**提示テキスト:**
--*--
土佐藩士武市半平太の尊王攘夷運動に傾倒してその道場に通い、土佐勤王党に参加した。叔父の那須信吾は吉田東洋暗殺の実行犯だが、光顕も関与した疑いもある。しかし文久3年(1863年)、同党が八月十八日の政変を契機として弾圧されるや謹慎処分となり、翌元治元年(1864年)には同志を集めて脱藩。のち高杉晋作の弟子となって長州藩を頼る。第一次長州征伐後に大坂城占領を企図したが、新撰組に摘発されたぜんざい屋事件を起こして大和十津川へ逃れる。薩長同盟の成立に貢献して、薩摩藩の黒田清隆が長州を訪ねた際に同行した。第二次長州征伐時では長州藩の軍艦丙寅丸に乗船して幕府軍と戦った。後に帰藩し中岡慎太郎の陸援隊に幹部として参加。
慶応3年(1867年)、中岡が坂本龍馬と共に暗殺(近江屋事件)されると、その現場に駆けつけて重傷の中岡から経緯を聞く。中岡の死後は副隊長として同隊を率い、鳥羽・伏見の戦い時では高野山を占領して紀州藩を威嚇(高野山挙兵)、戊辰戦争で活躍した。
--*--
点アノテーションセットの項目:
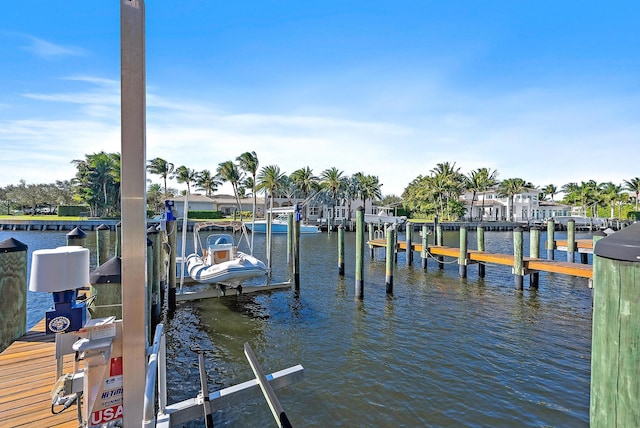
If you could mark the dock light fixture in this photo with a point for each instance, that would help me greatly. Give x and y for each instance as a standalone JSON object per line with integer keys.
{"x": 61, "y": 271}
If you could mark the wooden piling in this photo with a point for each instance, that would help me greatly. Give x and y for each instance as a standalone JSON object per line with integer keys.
{"x": 480, "y": 238}
{"x": 615, "y": 384}
{"x": 518, "y": 259}
{"x": 371, "y": 228}
{"x": 341, "y": 251}
{"x": 77, "y": 237}
{"x": 439, "y": 242}
{"x": 571, "y": 240}
{"x": 408, "y": 239}
{"x": 551, "y": 240}
{"x": 296, "y": 254}
{"x": 172, "y": 236}
{"x": 154, "y": 279}
{"x": 13, "y": 289}
{"x": 462, "y": 258}
{"x": 425, "y": 244}
{"x": 359, "y": 253}
{"x": 102, "y": 244}
{"x": 391, "y": 242}
{"x": 290, "y": 240}
{"x": 534, "y": 252}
--*--
**作業依頼 1:**
光顕の経歴を述べた文章について、次の(a)〜(c)がそれぞれ本文と合致するかを判定せよ。各項目に「はい」か「いいえ」で答え、判断の決め手となる本文の語句をそのまま引用すること。
(a) 光顕は文久3年に脱藩した。
(b) 光顕は、黒田清隆が長州を訪ねた際に同行した。
(c) 中岡の死後、光顕は陸援隊の隊長となった。
**作業依頼 2:**
光顕の経歴を述べた文章から、「土佐藩士武市半平太の尊王攘夷」から「挙兵)、戊辰戦争で活躍した。」までの部分を、両端の語句も含めて原文どおりに再掲せよ。

**回答文 1:**
(a) いいえ。「翌元治元年(1864年)には同志を集めて脱藩」
(b) はい。「薩摩藩の黒田清隆が長州を訪ねた際に同行した」
(c) いいえ。「中岡の死後は副隊長として同隊を率い」

**回答文 2:**
土佐藩士武市半平太の尊王攘夷運動に傾倒してその道場に通い、土佐勤王党に参加した。叔父の那須信吾は吉田東洋暗殺の実行犯だが、光顕も関与した疑いもある。しかし文久3年(1863年)、同党が八月十八日の政変を契機として弾圧されるや謹慎処分となり、翌元治元年(1864年)には同志を集めて脱藩。のち高杉晋作の弟子となって長州藩を頼る。第一次長州征伐後に大坂城占領を企図したが、新撰組に摘発されたぜんざい屋事件を起こして大和十津川へ逃れる。薩長同盟の成立に貢献して、薩摩藩の黒田清隆が長州を訪ねた際に同行した。第二次長州征伐時では長州藩の軍艦丙寅丸に乗船して幕府軍と戦った。後に帰藩し中岡慎太郎の陸援隊に幹部として参加。
慶応3年(1867年)、中岡が坂本龍馬と共に暗殺(近江屋事件)されると、その現場に駆けつけて重傷の中岡から経緯を聞く。中岡の死後は副隊長として同隊を率い、鳥羽・伏見の戦い時では高野山を占領して紀州藩を威嚇(高野山挙兵)、戊辰戦争で活躍した。